-- start Task data --

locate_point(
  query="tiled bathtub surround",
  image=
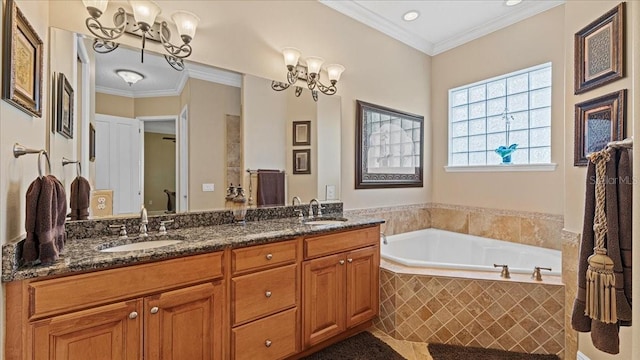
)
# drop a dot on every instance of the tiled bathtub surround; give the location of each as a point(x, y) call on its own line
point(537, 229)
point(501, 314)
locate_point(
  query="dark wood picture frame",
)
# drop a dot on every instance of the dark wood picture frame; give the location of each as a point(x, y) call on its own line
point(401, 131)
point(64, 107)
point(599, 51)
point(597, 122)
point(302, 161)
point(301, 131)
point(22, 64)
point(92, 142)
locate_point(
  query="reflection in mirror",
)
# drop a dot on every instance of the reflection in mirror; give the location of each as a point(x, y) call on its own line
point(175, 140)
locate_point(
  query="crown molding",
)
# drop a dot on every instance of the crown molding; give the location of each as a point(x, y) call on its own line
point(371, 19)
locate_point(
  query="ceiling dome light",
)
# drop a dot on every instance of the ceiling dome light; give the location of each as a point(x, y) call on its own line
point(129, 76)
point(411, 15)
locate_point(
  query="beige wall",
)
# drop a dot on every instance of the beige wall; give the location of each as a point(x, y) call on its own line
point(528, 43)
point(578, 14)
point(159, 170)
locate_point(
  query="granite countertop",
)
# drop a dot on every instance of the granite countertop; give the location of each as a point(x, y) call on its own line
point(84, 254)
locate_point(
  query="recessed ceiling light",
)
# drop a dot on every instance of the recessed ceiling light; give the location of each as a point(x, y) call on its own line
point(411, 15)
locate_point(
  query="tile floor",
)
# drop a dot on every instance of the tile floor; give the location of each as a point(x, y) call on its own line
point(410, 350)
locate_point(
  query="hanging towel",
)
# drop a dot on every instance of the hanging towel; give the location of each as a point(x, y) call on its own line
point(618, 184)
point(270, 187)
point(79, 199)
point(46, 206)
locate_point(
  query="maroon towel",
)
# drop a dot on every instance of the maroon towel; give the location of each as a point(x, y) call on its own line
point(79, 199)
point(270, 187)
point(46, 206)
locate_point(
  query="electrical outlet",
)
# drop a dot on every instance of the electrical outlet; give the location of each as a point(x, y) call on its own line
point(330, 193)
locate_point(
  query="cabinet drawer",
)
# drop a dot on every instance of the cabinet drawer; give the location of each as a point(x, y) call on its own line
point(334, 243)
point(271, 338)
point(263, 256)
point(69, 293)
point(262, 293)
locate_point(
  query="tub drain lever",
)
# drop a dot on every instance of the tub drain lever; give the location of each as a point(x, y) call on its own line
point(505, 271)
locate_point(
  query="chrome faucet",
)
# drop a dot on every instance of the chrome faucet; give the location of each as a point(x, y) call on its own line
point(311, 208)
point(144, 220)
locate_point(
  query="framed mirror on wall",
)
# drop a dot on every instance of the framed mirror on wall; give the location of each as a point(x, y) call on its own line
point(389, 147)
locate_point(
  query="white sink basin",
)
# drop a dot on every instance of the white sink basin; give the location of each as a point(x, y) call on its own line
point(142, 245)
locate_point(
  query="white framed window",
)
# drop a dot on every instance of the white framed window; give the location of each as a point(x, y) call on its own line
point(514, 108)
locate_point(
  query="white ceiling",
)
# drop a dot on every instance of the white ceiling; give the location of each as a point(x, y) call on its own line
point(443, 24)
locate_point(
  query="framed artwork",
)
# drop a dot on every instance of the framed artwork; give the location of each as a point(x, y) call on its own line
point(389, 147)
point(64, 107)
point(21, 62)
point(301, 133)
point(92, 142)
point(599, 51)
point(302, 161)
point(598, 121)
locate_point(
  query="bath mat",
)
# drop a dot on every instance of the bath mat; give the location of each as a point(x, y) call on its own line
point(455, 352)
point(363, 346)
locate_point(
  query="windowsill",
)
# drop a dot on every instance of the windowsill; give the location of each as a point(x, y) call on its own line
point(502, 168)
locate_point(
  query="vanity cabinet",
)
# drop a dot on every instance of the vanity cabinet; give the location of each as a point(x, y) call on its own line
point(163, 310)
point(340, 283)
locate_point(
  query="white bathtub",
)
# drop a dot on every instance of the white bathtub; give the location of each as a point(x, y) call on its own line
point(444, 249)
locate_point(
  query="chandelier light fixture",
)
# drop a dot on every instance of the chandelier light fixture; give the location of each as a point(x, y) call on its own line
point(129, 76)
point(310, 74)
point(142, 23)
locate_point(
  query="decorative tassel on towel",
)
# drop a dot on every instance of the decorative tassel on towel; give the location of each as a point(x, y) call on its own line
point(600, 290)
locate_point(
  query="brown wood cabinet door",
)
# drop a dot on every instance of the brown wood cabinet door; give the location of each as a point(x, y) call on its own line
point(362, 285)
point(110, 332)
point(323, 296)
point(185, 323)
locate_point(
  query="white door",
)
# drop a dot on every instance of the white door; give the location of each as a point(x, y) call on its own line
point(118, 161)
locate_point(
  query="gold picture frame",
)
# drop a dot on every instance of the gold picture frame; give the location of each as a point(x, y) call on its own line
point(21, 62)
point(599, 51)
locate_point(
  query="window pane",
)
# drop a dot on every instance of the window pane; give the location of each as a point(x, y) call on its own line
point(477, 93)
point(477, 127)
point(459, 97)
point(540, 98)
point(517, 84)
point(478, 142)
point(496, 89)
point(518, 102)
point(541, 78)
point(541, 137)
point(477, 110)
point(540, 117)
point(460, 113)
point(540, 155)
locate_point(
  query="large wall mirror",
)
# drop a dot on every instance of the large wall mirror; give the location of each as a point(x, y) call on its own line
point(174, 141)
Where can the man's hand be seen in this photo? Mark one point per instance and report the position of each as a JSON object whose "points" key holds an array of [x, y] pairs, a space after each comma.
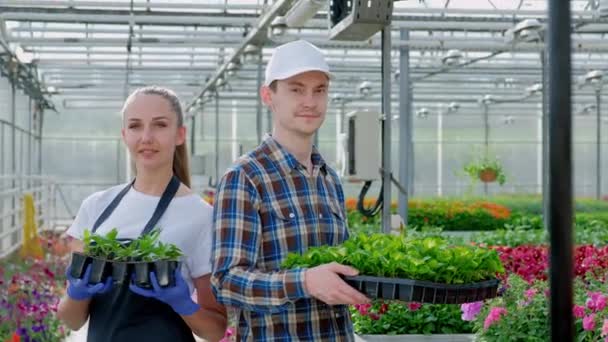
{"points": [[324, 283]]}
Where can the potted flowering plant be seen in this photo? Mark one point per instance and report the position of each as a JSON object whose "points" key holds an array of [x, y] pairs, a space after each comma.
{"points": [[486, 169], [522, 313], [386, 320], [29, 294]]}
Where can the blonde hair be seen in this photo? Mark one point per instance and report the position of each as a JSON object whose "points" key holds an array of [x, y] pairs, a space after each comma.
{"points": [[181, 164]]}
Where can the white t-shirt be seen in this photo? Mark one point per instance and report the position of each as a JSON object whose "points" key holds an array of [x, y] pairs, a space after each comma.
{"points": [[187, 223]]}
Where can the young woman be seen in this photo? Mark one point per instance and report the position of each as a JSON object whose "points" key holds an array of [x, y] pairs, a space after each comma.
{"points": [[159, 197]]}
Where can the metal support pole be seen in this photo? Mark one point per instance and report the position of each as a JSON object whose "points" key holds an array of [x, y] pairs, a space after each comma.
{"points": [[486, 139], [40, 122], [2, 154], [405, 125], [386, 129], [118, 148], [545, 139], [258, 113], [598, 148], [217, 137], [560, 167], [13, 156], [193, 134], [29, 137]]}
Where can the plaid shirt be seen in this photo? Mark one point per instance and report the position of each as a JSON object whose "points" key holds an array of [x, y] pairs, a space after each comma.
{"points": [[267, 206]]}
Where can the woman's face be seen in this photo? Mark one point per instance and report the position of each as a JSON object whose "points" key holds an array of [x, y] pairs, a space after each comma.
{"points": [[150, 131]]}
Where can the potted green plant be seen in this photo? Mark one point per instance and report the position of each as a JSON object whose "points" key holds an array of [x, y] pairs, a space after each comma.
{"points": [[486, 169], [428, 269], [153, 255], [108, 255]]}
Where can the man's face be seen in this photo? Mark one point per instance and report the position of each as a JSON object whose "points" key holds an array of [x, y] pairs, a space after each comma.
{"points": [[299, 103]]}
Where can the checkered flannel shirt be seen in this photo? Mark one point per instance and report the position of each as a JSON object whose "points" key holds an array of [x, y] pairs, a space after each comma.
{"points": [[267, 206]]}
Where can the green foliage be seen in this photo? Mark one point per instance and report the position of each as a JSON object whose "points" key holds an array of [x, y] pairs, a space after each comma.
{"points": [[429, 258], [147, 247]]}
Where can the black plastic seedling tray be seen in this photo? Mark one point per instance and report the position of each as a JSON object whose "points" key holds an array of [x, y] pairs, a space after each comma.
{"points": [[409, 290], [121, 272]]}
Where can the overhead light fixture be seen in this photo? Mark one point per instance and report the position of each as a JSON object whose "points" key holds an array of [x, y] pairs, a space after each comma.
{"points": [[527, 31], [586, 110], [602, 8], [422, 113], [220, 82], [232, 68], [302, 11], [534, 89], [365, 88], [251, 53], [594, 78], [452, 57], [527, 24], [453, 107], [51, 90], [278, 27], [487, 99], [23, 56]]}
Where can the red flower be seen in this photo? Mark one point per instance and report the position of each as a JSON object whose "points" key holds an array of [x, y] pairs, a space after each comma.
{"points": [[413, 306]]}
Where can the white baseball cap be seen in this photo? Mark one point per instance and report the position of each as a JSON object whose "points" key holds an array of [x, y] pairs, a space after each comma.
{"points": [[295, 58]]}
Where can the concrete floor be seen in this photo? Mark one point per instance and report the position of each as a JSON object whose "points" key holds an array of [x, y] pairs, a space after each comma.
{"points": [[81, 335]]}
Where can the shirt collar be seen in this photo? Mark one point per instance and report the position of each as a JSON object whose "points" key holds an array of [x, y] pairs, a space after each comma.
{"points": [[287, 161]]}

-- end Task data --

#### [Directions for this task]
Turn the records into a numbered list with one line per item, skipping blank lines. Begin at the line that contains "Where can the black" and stop after the last line of the records.

#### [Exercise output]
1. Where can the black plastic seedling tray be seen in this photo? Mark one point per instance and report the position of each as a JSON object whose "points" key holds an array of [x, y] pairs, a space after each comma.
2. {"points": [[409, 290], [121, 272]]}
3. Where can the overhead light fixture be seen in this photo? Mark one point per instance and report the position of each as a JSON object whose "points" key holds an array of [x, y] pairs, a space after each comma.
4. {"points": [[527, 31], [586, 110], [602, 8], [422, 113], [220, 82], [232, 68], [302, 11], [534, 89], [365, 88], [251, 53], [594, 78], [452, 57], [527, 24], [453, 107], [51, 90], [278, 27], [487, 99], [23, 56]]}
5. Where can the red flower be seen in this photo? Mark one point per instance and report the position of each as a JSON object whose "points" key holds an array of [x, y] pairs, a space after each comma.
6. {"points": [[413, 306]]}
7. Where can the white baseball cap be seen in this photo? Mark one point per instance and report the position of each as a JSON object whose "points" key holds an array of [x, y] pairs, a space after each comma.
8. {"points": [[295, 58]]}
9. Where can the concrete floor be seen in this photo? Mark one point per instance and report the position of each as a JSON object whose "points" key holds an array of [x, y] pairs, a space after each comma.
10. {"points": [[81, 335]]}
11. Where can the shirt collar be seen in this photo? Mark one point per instance and report the position of each as a JSON object whose "points" key holds an array of [x, y] pairs, a space after each comma.
12. {"points": [[287, 161]]}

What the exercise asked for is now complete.